== Task ==
From the entries below, transcribe exactly the lines between the line holding "arm with a dot." and the line holding "cabinet with a dot.", inclusive; skip all other lines.

Photo-based referring expression data
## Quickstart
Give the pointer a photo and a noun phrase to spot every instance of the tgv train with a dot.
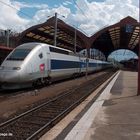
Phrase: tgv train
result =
(37, 63)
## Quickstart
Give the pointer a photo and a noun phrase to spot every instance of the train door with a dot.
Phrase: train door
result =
(48, 63)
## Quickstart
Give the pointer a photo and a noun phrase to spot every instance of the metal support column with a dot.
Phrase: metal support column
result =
(55, 29)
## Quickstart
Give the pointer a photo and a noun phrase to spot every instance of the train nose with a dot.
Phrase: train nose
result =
(9, 77)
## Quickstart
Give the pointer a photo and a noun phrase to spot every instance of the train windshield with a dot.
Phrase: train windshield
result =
(19, 54)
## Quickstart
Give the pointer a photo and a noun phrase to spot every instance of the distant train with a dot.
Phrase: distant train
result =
(37, 63)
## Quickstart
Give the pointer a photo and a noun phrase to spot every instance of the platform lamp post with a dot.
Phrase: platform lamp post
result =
(7, 33)
(75, 38)
(138, 90)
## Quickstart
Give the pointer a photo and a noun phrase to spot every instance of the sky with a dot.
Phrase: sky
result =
(88, 16)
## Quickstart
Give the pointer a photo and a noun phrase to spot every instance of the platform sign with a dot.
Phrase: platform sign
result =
(129, 28)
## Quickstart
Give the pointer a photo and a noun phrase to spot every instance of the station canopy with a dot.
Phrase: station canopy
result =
(45, 33)
(122, 35)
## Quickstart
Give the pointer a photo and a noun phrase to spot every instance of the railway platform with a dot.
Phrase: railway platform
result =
(113, 116)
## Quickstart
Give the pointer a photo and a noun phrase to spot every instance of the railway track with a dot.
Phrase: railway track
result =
(35, 122)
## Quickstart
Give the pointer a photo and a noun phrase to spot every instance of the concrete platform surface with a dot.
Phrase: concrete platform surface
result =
(119, 117)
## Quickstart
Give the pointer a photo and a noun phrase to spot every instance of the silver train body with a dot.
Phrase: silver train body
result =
(34, 63)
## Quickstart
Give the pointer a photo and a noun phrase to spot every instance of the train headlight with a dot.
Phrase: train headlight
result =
(16, 68)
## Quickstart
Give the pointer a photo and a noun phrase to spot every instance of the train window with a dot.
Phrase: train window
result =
(40, 55)
(19, 54)
(58, 50)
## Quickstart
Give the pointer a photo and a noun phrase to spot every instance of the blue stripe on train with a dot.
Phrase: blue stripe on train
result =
(63, 64)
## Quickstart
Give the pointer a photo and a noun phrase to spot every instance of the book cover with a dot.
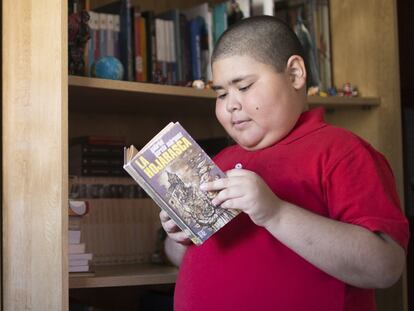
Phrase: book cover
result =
(170, 168)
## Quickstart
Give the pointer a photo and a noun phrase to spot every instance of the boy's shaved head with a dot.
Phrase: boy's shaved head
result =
(264, 38)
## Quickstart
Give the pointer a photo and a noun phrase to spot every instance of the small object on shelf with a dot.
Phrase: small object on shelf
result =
(332, 91)
(108, 67)
(79, 34)
(348, 90)
(198, 84)
(313, 90)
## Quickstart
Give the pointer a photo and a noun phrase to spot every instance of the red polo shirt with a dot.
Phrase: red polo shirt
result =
(323, 169)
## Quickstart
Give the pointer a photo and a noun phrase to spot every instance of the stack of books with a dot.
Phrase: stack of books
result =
(78, 257)
(96, 156)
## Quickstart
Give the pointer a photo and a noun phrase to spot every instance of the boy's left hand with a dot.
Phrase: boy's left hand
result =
(246, 191)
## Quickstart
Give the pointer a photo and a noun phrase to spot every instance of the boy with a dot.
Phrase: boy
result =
(320, 224)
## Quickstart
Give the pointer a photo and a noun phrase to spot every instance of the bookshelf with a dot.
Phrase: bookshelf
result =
(125, 275)
(37, 119)
(133, 96)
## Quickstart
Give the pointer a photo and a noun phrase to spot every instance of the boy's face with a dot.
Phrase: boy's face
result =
(256, 105)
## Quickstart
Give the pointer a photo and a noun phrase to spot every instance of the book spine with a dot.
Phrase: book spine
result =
(117, 29)
(139, 75)
(153, 194)
(143, 46)
(195, 48)
(103, 30)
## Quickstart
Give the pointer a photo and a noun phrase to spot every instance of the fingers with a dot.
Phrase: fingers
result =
(180, 237)
(164, 216)
(173, 231)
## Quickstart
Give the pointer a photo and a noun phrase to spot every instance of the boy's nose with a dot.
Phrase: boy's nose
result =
(233, 102)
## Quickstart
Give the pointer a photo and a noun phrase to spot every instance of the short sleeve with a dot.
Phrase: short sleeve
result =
(361, 190)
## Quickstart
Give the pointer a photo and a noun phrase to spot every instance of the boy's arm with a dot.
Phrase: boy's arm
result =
(174, 251)
(347, 252)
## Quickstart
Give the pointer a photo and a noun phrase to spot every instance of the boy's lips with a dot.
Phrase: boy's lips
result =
(239, 124)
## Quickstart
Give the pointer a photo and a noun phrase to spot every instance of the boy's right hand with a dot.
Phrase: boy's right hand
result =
(172, 230)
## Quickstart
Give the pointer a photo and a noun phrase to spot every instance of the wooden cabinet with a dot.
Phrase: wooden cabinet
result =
(41, 104)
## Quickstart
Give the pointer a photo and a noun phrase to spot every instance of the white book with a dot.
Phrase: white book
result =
(79, 268)
(78, 248)
(84, 256)
(74, 236)
(78, 262)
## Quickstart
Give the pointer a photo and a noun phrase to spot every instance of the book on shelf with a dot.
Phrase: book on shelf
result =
(77, 248)
(78, 207)
(74, 236)
(79, 268)
(78, 257)
(170, 168)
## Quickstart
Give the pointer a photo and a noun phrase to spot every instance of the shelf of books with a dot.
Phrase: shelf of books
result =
(92, 95)
(125, 275)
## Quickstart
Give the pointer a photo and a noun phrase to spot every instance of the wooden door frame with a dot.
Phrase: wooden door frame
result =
(34, 166)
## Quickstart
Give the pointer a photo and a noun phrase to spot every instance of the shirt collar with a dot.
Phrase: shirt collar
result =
(308, 122)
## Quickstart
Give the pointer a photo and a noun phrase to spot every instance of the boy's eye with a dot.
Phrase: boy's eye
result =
(221, 96)
(245, 88)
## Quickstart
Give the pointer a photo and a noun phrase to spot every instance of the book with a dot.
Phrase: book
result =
(78, 248)
(74, 236)
(80, 256)
(79, 268)
(78, 208)
(170, 168)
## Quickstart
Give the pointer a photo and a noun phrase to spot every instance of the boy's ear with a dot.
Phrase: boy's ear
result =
(296, 71)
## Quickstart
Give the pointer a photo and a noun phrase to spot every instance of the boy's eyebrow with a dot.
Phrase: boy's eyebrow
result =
(234, 81)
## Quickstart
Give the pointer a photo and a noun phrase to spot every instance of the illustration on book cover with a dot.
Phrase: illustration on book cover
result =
(175, 166)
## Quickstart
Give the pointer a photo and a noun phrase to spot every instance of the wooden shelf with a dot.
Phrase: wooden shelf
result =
(125, 275)
(99, 95)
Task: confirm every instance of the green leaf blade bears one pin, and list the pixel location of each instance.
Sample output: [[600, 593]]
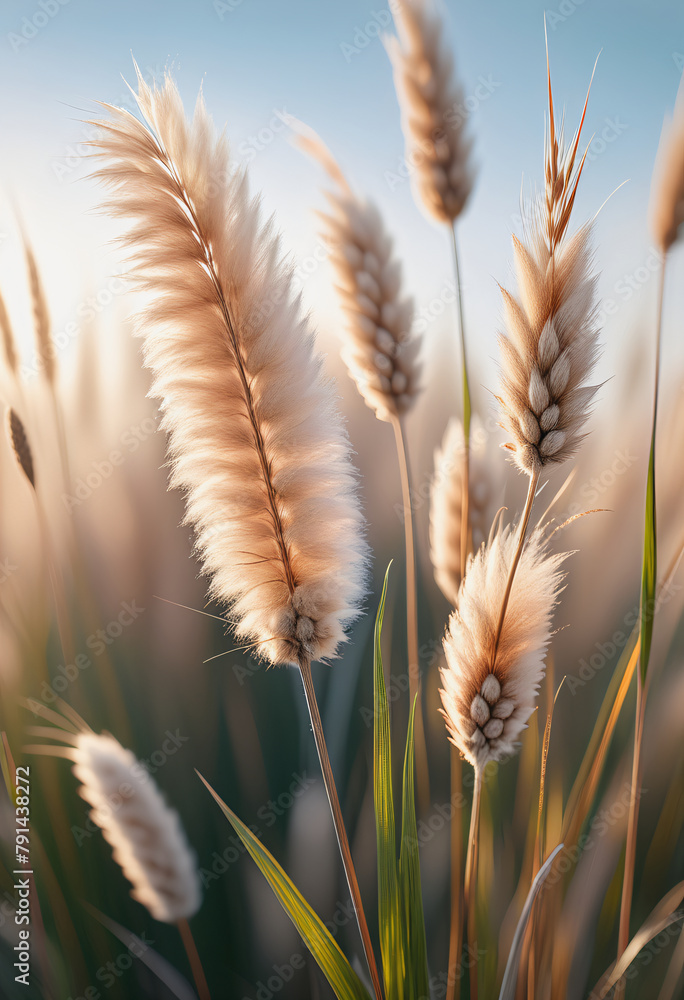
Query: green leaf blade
[[409, 877], [318, 939], [389, 908]]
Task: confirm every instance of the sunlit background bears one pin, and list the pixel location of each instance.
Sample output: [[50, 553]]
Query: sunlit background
[[256, 62]]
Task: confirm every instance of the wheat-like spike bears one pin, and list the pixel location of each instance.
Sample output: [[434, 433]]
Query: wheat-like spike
[[41, 315], [438, 147], [667, 186], [551, 342], [255, 437], [487, 709], [379, 351], [20, 445], [8, 341], [446, 495], [146, 836]]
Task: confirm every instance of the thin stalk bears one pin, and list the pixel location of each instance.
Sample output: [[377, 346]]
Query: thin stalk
[[470, 889], [522, 530], [630, 847], [456, 921], [194, 960], [412, 611], [467, 408], [338, 821]]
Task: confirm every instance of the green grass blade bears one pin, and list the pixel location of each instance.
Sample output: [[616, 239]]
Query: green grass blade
[[389, 909], [650, 566], [418, 979], [316, 936]]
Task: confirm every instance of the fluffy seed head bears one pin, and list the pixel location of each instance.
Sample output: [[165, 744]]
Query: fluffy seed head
[[255, 438], [488, 699], [20, 445], [146, 836], [378, 348], [446, 494], [667, 186], [433, 111], [551, 341]]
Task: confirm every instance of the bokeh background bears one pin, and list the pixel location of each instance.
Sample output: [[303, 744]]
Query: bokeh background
[[245, 728]]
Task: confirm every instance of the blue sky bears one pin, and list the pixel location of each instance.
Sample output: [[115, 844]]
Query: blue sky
[[324, 63]]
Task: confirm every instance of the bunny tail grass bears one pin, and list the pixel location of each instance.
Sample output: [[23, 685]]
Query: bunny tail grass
[[437, 144], [489, 694], [379, 351], [255, 438], [146, 836], [551, 342]]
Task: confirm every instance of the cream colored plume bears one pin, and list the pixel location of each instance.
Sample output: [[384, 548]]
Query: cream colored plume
[[378, 347], [438, 148], [255, 438], [551, 341], [488, 694], [446, 494], [667, 186], [146, 836]]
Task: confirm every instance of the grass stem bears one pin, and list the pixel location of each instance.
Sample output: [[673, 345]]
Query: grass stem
[[470, 889], [412, 612], [338, 821]]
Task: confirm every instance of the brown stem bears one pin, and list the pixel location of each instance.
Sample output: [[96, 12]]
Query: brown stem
[[522, 530], [412, 612], [470, 889], [194, 959], [338, 821]]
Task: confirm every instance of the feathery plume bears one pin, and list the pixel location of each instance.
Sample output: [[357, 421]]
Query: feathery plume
[[446, 496], [438, 147], [667, 186], [551, 340], [7, 334], [255, 437], [378, 350], [489, 694], [20, 445], [146, 836]]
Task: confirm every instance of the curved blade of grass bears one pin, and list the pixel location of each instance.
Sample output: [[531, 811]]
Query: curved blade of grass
[[389, 907], [649, 568], [662, 915], [510, 979], [418, 979], [166, 973], [344, 981]]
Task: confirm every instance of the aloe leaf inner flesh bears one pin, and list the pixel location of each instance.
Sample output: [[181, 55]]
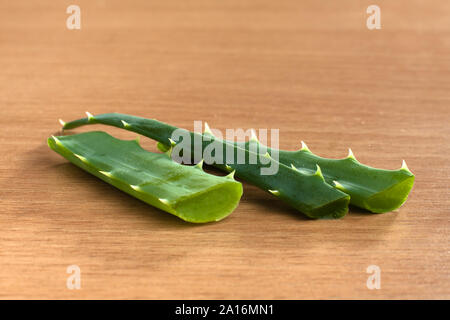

== Result of this exercise ==
Give the pointer a photo and a noun phrase to spot every instance of the boy's arm with a dot.
Phrase: boy's arm
result =
(174, 251)
(347, 252)
## Quickstart
Give the pointer a photo and a noun phrase to spot every instance of the boy's lips with a dot.
Phrase: boy's lips
result =
(239, 124)
## Quickstart
Give the pointer a photo and a noun phrase to spot every instance of the boy's right hand with a dot.
Phrase: boy's right hand
result =
(172, 230)
## Quickstart
Give the pointer a photo and a noun phrase to spot every instance of the wooden cabinet with a dot.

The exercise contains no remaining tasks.